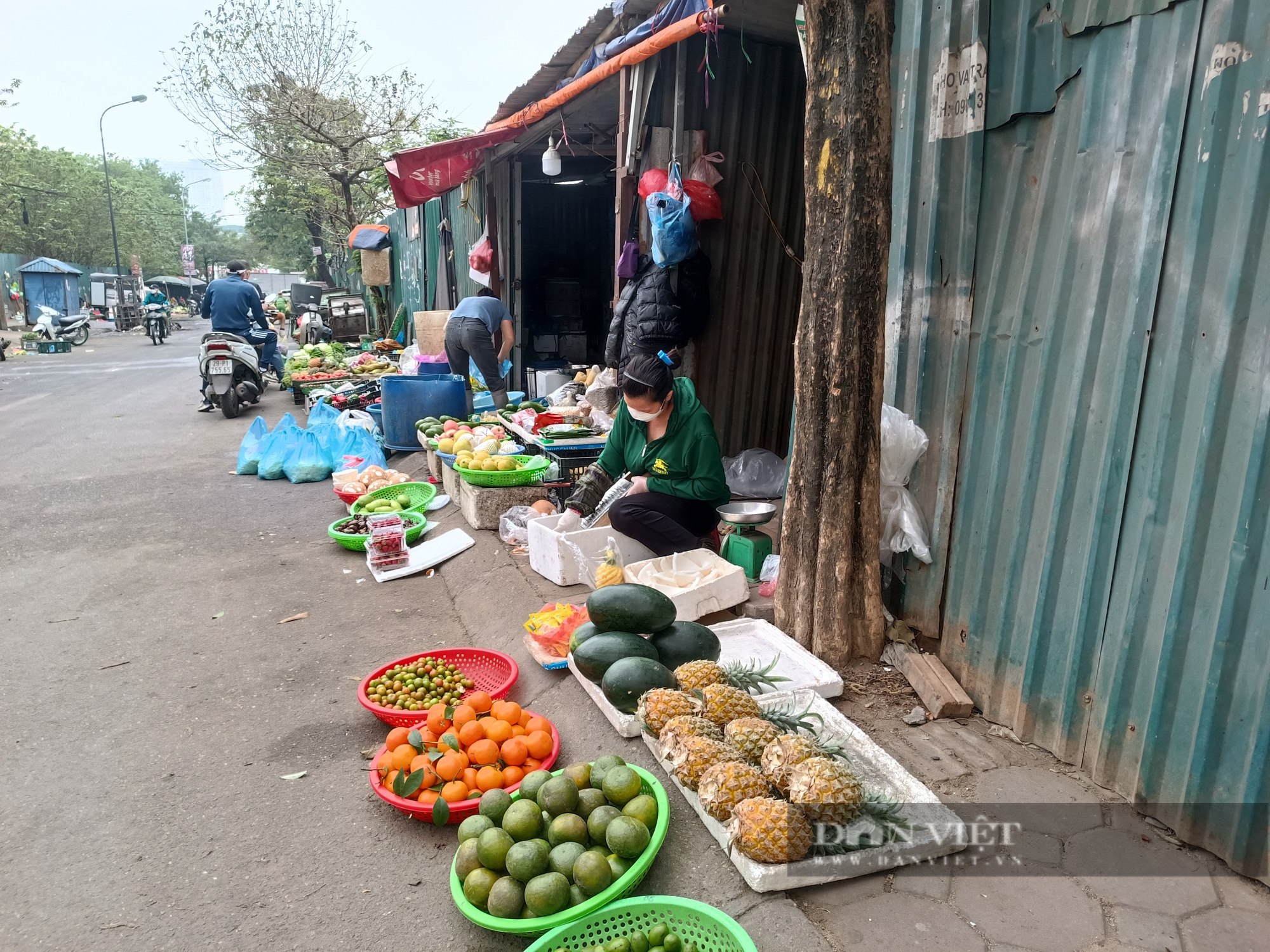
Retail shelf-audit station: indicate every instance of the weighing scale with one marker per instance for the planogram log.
-------
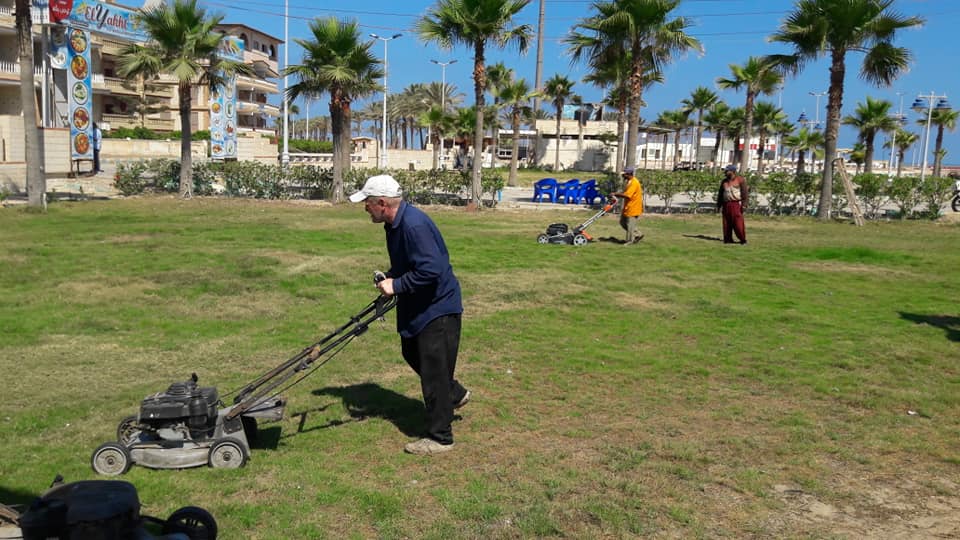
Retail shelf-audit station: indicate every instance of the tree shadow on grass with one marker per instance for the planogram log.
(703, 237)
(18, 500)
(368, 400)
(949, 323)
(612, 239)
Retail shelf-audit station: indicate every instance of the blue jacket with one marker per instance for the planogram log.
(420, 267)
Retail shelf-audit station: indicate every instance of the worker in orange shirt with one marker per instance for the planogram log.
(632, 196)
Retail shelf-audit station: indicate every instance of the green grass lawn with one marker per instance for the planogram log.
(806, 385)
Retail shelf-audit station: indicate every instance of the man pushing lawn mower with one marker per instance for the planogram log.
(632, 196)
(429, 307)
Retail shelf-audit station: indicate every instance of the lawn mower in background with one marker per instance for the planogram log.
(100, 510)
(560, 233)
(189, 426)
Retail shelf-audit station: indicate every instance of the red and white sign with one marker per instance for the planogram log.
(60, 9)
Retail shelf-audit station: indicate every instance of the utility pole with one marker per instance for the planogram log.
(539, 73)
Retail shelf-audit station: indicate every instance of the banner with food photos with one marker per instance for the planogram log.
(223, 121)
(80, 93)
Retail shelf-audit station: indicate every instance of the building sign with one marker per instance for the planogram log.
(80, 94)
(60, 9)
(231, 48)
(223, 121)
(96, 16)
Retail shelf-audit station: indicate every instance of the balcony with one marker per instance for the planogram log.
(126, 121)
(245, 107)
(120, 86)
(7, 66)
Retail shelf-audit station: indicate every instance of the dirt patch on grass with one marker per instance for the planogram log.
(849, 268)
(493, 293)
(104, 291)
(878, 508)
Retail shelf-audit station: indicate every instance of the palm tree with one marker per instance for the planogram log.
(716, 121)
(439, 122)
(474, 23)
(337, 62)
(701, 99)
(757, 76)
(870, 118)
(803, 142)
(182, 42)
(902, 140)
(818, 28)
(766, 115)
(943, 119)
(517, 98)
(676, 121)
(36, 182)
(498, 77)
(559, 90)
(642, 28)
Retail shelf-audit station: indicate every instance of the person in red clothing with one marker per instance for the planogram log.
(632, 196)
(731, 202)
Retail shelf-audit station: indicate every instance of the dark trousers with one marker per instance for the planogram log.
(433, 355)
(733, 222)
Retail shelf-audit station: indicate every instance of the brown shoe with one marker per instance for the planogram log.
-------
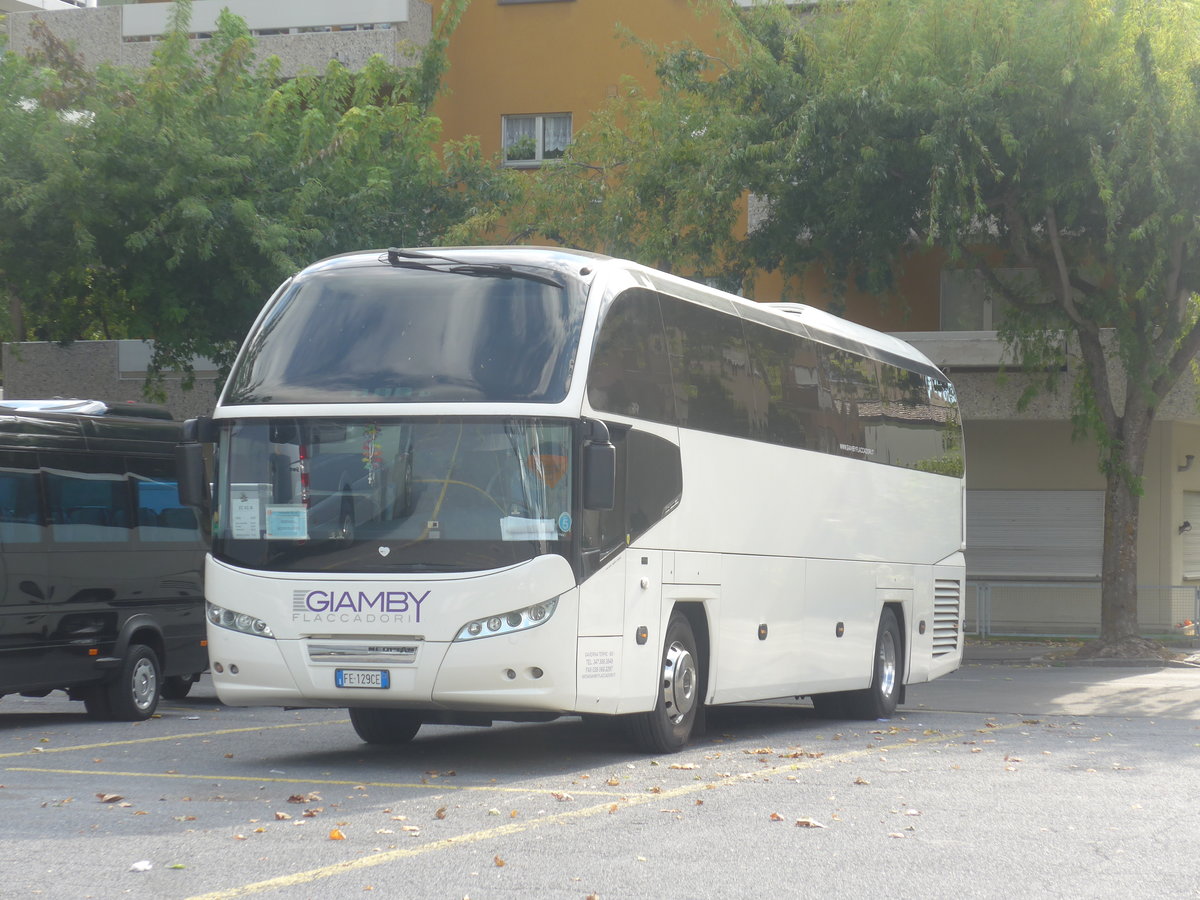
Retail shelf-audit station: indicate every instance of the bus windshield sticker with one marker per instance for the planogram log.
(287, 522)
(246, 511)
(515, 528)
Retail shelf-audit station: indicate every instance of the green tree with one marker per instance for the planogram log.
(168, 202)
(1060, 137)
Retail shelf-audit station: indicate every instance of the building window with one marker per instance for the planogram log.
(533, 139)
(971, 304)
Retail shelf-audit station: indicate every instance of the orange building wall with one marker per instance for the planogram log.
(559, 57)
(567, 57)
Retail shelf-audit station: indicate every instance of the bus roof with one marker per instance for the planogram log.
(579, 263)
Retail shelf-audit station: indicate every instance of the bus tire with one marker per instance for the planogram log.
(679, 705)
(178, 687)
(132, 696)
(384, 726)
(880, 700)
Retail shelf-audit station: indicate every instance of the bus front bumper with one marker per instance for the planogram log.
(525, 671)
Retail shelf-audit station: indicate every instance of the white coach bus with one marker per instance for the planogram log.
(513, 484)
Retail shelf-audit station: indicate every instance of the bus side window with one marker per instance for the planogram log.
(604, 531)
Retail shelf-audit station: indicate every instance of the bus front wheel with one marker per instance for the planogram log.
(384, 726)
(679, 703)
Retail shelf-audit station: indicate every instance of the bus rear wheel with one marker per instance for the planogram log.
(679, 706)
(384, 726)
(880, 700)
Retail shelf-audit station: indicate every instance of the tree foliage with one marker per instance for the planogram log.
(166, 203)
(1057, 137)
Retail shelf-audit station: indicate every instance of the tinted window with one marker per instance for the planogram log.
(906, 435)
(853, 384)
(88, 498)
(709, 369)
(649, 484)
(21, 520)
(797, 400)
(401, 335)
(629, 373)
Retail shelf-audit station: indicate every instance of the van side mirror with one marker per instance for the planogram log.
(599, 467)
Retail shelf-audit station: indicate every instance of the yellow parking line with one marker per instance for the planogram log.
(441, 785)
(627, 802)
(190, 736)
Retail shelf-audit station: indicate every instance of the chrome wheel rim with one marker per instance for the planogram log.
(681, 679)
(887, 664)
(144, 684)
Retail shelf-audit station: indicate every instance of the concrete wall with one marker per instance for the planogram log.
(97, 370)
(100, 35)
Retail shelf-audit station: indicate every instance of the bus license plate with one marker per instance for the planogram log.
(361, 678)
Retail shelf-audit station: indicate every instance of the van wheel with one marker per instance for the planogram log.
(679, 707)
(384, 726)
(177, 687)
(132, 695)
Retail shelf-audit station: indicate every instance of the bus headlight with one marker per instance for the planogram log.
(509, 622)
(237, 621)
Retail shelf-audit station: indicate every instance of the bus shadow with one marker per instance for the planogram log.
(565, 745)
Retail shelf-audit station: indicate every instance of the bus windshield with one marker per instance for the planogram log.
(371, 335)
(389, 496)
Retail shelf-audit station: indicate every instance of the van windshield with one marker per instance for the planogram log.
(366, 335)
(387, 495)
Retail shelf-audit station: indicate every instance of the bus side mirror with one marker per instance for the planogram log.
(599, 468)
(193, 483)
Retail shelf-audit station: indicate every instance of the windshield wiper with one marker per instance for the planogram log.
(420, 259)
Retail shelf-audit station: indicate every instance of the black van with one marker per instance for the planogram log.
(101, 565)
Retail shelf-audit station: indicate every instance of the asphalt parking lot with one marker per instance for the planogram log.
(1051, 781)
-------
DESCRIPTION OF THE TASK
From the records, extract every line in which the word "shadow" appears, copying each one in full.

RESULT OF THIS TASK
Retail shelf-audit station: indicate every instance of the tree shadow on grass with one marker per instance for the planogram log.
Retail shelf-audit station: indicate every instance of the bus shadow with one marker per instance for the planogram log.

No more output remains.